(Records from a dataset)
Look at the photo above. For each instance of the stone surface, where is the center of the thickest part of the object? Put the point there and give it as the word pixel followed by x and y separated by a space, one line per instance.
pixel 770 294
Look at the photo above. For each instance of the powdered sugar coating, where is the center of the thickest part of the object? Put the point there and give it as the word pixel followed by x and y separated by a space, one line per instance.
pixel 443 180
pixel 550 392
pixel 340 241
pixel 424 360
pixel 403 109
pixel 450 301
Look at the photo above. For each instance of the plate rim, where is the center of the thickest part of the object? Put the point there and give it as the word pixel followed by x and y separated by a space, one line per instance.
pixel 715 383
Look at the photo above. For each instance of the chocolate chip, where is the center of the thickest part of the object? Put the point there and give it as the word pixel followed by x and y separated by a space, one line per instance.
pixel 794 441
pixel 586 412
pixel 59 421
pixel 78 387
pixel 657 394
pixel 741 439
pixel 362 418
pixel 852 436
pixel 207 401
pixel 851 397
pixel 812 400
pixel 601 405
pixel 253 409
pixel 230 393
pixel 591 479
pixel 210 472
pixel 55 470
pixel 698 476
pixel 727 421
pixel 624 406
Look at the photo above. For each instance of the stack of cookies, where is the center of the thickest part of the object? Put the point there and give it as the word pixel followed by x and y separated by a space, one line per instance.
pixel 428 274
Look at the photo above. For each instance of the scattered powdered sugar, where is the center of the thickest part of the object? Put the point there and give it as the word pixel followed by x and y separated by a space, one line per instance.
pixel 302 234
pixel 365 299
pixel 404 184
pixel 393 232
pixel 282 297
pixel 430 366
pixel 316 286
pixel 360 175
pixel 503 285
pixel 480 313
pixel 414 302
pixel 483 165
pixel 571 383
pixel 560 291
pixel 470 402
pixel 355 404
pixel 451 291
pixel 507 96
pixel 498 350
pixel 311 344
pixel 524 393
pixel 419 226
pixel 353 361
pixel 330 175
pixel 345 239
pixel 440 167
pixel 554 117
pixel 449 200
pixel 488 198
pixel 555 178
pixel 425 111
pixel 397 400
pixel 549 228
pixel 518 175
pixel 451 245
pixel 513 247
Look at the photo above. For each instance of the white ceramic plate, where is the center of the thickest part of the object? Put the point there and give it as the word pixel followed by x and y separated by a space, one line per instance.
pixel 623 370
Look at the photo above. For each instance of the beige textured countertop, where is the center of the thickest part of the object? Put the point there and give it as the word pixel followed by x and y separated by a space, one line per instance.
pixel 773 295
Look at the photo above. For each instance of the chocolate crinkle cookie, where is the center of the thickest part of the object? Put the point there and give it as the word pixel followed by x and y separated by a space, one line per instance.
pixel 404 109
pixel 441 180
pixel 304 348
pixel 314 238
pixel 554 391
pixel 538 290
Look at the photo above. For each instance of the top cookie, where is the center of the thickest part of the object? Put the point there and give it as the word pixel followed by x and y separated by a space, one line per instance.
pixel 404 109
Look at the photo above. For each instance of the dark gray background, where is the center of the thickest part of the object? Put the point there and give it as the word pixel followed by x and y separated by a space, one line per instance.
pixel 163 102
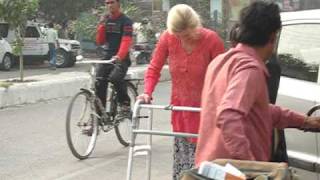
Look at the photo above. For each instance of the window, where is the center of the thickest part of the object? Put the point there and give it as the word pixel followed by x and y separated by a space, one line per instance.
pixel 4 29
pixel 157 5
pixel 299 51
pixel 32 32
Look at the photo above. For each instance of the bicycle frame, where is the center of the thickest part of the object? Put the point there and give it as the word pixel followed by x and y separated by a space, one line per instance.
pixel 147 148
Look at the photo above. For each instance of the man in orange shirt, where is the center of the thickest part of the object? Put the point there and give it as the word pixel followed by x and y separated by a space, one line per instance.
==
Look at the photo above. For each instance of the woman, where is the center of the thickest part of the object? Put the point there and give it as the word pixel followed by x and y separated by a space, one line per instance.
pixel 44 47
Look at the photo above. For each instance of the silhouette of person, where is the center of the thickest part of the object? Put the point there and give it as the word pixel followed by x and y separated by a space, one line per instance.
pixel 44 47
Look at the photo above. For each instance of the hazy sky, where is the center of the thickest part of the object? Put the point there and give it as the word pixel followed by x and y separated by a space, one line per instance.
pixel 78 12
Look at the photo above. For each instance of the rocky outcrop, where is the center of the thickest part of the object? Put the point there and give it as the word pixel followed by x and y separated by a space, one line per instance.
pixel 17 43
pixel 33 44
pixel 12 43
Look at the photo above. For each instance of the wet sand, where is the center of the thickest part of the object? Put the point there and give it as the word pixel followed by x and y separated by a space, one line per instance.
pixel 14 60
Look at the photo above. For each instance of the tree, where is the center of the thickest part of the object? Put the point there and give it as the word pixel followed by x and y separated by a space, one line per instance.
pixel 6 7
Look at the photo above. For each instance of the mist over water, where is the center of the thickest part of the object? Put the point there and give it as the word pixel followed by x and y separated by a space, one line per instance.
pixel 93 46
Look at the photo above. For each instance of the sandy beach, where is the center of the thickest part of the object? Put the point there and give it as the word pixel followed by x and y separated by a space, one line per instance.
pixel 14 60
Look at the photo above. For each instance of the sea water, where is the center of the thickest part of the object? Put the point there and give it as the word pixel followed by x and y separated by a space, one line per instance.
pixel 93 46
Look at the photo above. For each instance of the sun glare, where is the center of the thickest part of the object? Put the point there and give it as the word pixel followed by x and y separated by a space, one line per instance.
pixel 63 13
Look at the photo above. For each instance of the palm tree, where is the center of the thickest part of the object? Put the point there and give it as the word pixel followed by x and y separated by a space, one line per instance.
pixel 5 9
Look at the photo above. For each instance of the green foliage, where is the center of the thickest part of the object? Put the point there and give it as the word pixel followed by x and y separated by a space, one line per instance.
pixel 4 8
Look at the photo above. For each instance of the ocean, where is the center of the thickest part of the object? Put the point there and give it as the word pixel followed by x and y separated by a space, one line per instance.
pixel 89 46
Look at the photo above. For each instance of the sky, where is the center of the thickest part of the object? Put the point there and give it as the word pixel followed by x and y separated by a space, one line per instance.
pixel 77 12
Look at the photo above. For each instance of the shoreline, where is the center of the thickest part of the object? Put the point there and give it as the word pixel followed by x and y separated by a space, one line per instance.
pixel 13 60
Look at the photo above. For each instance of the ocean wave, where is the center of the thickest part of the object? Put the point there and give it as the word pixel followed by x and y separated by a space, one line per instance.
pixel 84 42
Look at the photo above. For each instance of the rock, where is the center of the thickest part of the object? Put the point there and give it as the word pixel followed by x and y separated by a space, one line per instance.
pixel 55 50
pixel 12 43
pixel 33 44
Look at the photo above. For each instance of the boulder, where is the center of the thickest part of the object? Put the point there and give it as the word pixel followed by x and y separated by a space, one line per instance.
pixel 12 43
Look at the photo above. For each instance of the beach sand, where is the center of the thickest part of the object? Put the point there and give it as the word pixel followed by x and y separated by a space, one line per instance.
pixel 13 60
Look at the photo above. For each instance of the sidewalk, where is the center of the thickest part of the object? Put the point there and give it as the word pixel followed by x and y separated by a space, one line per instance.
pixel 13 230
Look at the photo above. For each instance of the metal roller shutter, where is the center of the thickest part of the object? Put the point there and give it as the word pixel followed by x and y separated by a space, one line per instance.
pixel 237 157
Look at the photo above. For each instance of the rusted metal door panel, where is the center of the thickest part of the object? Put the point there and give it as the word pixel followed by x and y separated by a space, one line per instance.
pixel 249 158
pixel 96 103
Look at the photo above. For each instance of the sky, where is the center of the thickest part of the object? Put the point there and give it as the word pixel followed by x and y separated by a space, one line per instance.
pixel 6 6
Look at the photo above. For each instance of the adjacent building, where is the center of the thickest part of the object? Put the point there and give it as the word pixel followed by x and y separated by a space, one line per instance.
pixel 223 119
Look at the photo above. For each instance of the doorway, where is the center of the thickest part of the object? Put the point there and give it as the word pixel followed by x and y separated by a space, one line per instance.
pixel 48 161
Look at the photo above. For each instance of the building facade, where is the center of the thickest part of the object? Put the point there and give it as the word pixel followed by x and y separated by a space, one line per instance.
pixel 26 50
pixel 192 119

■ Exercise goal ■
In the records above, find the line with "Look at the photo above. For each instance of the dark" and the line with "Look at the photo above. For each instance of the man". Write out exactly those lines and every one between, with no pictures and no other lines.

■ Output ■
Look at the photo above. For each instance of the dark gray background, where is the center of the thickest part of the object? Put the point there and give it as the word pixel followed by x and y separated by a space, one line per instance.
pixel 163 102
Look at the photo above. For each instance of the window, where is the center of the thickest part of the object? Put the point there and give it as the word pixel followed by x and y separated by a space, one line per instance.
pixel 4 29
pixel 157 5
pixel 299 51
pixel 32 32
Look at the photo above. For each instance of the bicycle frame, where is the center of the thickest part of the object? Put the point there and give it as the word pixel followed by x and y separated by a space, one line per instance.
pixel 147 148
Look at the photo above. For each instance of the man in orange shirt, where is the center of the thickest part of the object? Put the point there and give it as the word pixel followed by x and y separated by a space, one line per instance.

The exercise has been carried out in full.